▸ **Problem requirements**
Your task is to copy every line of this material exactly.

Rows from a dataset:
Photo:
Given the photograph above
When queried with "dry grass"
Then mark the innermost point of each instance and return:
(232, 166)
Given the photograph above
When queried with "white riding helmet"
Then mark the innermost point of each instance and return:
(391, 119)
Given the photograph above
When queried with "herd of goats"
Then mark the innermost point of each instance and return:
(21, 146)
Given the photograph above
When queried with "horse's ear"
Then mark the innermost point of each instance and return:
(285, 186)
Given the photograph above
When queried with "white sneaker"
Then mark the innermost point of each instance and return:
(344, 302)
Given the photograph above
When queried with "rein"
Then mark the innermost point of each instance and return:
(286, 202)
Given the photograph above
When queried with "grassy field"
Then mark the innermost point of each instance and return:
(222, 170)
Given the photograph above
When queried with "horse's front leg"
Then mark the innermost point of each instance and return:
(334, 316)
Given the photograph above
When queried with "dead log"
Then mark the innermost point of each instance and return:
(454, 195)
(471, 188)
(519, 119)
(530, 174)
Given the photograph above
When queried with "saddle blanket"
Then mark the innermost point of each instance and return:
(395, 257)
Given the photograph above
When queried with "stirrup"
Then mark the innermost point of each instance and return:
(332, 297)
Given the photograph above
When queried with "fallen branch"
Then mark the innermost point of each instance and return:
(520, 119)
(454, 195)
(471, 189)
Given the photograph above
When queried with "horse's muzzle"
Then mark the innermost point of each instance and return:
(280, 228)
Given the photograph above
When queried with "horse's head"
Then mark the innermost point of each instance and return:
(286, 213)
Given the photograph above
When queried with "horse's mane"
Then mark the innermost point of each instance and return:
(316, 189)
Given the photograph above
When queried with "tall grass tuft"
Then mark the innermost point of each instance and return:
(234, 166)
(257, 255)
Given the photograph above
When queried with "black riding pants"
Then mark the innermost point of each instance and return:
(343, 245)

▸ **Response below**
Photo:
Given the photograph above
When queried with "dry grass"
Then mark the innermost point of each instance and return:
(232, 166)
Given the photograph above
When queried with "white riding helmet"
Then mark the innermost point of each instance and return:
(391, 119)
Given the photograph above
When queried with "herd of goats"
Then mark the innermost point of each instance and return:
(21, 146)
Given the photograph above
When queried with "horse's ear"
Then mark the innermost point of each instance and return:
(285, 186)
Given the photograph above
When queried with "white sneaker"
Then mark the innermost point of each instance and return:
(344, 302)
Given the photograph above
When queried with "rein"
Then mark the innermost point of each instance and return:
(286, 202)
Given the photograph above
When queried with "grassy field"
Then mark the innermost point of each instance and return:
(222, 170)
Given the photograph above
When queried with "horse's front leg"
Then mark the innermost point of each instance and return:
(334, 316)
Given the photograph above
When queried with "dead log"
Then mark the innermost point of each instance and return:
(454, 195)
(471, 188)
(519, 119)
(530, 174)
Given the photograph above
When queried with "saddle blanket"
Then mark the innermost point of each instance and return:
(395, 257)
Given the photograph above
When queried with "stirrup"
Then mark the innermost point of each instance and return:
(332, 297)
Given the photograph above
When queried with "fallen branch"
Then mark the innermost point of each instance and return:
(520, 119)
(454, 195)
(471, 189)
Given the photograph above
When queried with "horse's muzzle"
Then mark the innermost point of each instance and return:
(280, 228)
Given the photograph above
When queried with "horse's head"
Then mark the innermost point of each instance and return:
(286, 213)
Given the photograph above
When queried with "horse's mane"
Then mark the innermost point of each instance and return:
(316, 189)
Given the photograph above
When queried with "tall grass tuft"
Then mark the innermost point of each instance and return:
(234, 166)
(257, 255)
Given the photograph above
When queried with "black riding pants"
Then mark the innermost point of each instance and return:
(343, 245)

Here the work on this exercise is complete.